◆ ARTICLE:
## start

Apple's iPhone the No. 4 U.S. handset during third quarter

Posted:
in iPhone edited January 2014
Apple Inc.'s iPhone ranked No. 4 amongst all U.S. handset for the third calendar quarter of 2007 in terms of sales and is on track to potentially take over the No. 1 spot sometime in the next two quarters, according to a new report.



Data released Friday by global research and consulting firm Strategy Analytics projects that nearly 1.1 million units of the sleek touch-screen handset were delivered to U.S. consumers through the combined AT&T and Apple outlets during the third quarter, totaling 1.325 million units since its launch late in the second quarter.



Barry Gilbert, VP of the Strategy Analytics BuyerTRAX programs, said in the report that iPhone has emerged as AT&T’s top selling device, commanding some 13 percent of the wireless provider's overall handset sales, and the 4th top selling handset in the U.S. market.



"Although the iPhone hasn’t had an expansionary impact in the market, the iPhone has quickly assumed a leading market share position and raised the ante for smart devices," he wrote. "The sales trajectory we are observing with the iPhone could make it the top selling device in the U.S. over the next 1-2 quarters."



Currently, the top selling handset in the U.S. continues to be Motorola’s RAZR V3, however it appears to be losing momentum as new and more competitive models that erode both its share and popularity are being introduced. Strategy Analytics noted that the top 10 handset models account for approximately 25 percent of total handset sales in a typical quarter despite an increasing number of device offerings.



"The typical iPhone buyer is upwardly mobile, college educated with a six-figure household income," said David Kerr, Vice President of the Strategy Analytics Global Wireless Practice. "While the largest percentage of iPhone buyers is between 20-30 years old, the fact that nearly 25 percent were between 50-60 years old demonstrates that the device attracts buyers across a broad age spectrum."

## end

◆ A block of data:
## start

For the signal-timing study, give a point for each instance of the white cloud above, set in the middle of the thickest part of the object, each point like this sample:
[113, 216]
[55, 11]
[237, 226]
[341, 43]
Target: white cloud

## end

◆ JOBS:
- A) Identify each line of the records that contains the word "white", matching case exactly, and copy those lines.
- B) Write what comes next in the article on the iPhone's third-quarter U.S. sales ranking, picking up after its final sentence.
The article and the records have no connection to each other.

◆ PER-TASK OUTPUTS:
- A)
For the signal-timing study, give a point for each instance of the white cloud above, set in the middle of the thickest part of the object, each point like this sample:
Target: white cloud

- B)
Thus far, iPhone users are quite satisfied with the phone's design and features, Kerr added. However, they are slightly less enamored of actual iPhone reliability, battery life, documentation and customer support.

«134

Comments

  • Reply 1 of 66
    What's wrong with the reliability, battery life, documentation (LOADS of it) and customer support?



    Where did he get that from? I'm curious.
  • Reply 2 of 66
    Yea, there is always room for improvement, but the iphone is the best device I have ever purchased and I have purchased many a electronic device in my lifetime and I'm one of the 50 year olds they referenced.



    Everyone I show it to loves it..as it exceeds the hype the media and Apple gave it.
  • Reply 3 of 66
    My daughter is on her 4th iphone... lots of reliability problems with hers. My wife's and mine are still going strong. No battery life problems either - never been below half charge.

    Customer support has been A+ as usual for Apple.

    Maybe a little FUD spin on the good news?
  • Reply 4 of 66
    irelandireland Posts: 17,623member
    Well it's certainly the coolest phone on the market, with the most potential too. 2008 is the real year for the iPhone, it will tell a lot.





    Not to mention iPhone nano, when that comes out:





    Take the existing look of the iPhone, same 3 sensors, same materials, same glass front, same aluminum back with chrome Apple logo, and the same black plastic bottom to cover the antennas.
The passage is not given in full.